Stored data:
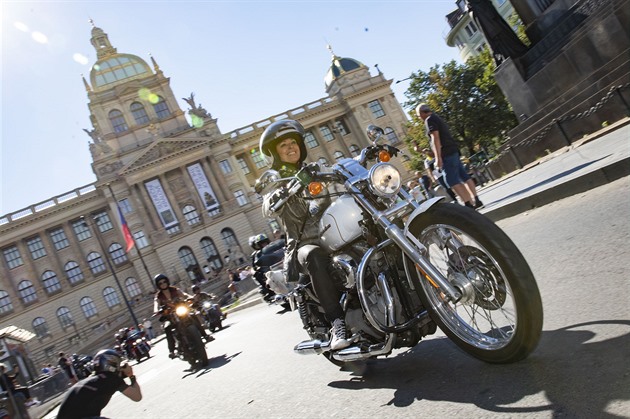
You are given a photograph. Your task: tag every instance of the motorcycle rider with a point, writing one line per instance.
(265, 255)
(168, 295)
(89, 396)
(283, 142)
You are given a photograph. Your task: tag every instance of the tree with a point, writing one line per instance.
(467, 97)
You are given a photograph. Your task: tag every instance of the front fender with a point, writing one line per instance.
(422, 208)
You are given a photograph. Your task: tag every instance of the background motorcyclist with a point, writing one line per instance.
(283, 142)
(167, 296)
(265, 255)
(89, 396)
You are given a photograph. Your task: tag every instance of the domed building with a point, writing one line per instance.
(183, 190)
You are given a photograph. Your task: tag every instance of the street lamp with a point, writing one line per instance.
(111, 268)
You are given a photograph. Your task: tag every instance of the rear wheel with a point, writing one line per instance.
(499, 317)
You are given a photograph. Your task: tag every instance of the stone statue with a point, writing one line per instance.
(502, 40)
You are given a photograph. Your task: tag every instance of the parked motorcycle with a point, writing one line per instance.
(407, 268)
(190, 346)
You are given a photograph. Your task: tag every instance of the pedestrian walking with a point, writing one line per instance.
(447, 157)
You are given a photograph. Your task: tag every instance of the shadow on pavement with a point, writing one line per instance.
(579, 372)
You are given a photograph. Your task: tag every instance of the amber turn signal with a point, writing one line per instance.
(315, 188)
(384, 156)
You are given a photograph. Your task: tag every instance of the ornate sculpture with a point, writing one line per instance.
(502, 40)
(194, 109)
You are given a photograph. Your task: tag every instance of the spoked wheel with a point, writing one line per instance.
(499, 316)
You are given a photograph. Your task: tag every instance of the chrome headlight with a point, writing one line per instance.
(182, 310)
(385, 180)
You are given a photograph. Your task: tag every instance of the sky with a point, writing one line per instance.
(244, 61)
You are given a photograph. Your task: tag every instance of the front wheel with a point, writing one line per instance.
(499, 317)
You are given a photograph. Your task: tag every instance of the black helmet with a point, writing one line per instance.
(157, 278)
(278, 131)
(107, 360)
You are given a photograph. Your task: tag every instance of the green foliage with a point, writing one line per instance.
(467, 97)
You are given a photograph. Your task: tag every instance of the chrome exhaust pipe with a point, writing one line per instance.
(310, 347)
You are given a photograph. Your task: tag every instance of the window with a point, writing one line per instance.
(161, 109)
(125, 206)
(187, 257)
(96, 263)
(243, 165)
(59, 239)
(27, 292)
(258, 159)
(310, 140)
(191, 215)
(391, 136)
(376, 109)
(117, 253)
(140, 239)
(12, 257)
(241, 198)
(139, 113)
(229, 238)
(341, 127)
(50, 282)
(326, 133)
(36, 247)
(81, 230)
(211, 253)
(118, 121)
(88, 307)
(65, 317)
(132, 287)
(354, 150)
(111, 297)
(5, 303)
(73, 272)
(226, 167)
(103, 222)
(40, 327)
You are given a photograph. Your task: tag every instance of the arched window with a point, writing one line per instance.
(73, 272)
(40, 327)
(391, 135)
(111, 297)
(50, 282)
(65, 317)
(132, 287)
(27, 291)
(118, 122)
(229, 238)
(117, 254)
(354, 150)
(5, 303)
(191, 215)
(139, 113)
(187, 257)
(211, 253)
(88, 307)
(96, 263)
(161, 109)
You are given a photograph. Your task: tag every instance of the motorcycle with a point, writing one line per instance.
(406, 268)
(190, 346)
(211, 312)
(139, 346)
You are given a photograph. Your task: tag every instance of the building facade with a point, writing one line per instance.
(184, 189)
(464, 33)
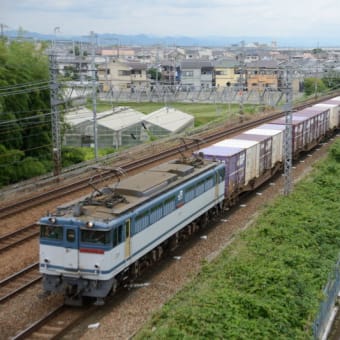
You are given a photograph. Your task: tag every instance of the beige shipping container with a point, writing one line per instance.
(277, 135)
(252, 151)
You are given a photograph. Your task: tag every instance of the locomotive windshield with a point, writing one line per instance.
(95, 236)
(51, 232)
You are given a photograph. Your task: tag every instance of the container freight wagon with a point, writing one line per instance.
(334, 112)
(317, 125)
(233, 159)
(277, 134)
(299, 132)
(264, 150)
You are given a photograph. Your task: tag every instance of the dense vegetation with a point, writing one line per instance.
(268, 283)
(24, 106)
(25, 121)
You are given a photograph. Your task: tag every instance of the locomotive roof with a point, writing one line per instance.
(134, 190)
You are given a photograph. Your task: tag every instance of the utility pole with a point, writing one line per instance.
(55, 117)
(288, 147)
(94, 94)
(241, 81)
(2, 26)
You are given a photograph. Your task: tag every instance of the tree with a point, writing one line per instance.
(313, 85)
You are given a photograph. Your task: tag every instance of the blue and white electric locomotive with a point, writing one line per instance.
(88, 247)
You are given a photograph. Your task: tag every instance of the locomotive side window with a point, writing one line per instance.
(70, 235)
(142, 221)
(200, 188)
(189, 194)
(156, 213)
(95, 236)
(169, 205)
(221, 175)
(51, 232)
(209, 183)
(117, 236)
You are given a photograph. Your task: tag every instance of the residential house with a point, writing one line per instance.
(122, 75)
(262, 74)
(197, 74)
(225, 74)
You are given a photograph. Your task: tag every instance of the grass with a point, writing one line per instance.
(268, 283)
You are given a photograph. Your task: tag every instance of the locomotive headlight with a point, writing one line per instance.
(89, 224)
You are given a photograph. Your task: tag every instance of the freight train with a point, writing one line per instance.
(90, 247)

= EXERCISE =
Please retype the lines of the material from the one containing "the locomotive side" through the end of the material, inclusive, exactly as they appear.

= ANSWER TO THIS PROBLEM =
You are given a photograph. Your task: tag every instance of the locomotive side window with a point, writing one line per instance.
(70, 235)
(142, 221)
(200, 188)
(189, 194)
(156, 213)
(95, 236)
(169, 205)
(221, 175)
(51, 232)
(209, 183)
(117, 236)
You are given a photograph. Your task: tag every instance of the residential house with a point, writing one line per instance.
(122, 75)
(262, 74)
(197, 74)
(225, 74)
You are given a photograph. Your task: tag every instance of the grass with a point, writing one line per instance.
(268, 283)
You are given a photograph. Your task: tag every instance of the locomotive headlight with a point, writing one line per instance.
(89, 224)
You are given a photograph. Your task: tag every instance of the freight train with a point, writing one line per instance.
(90, 247)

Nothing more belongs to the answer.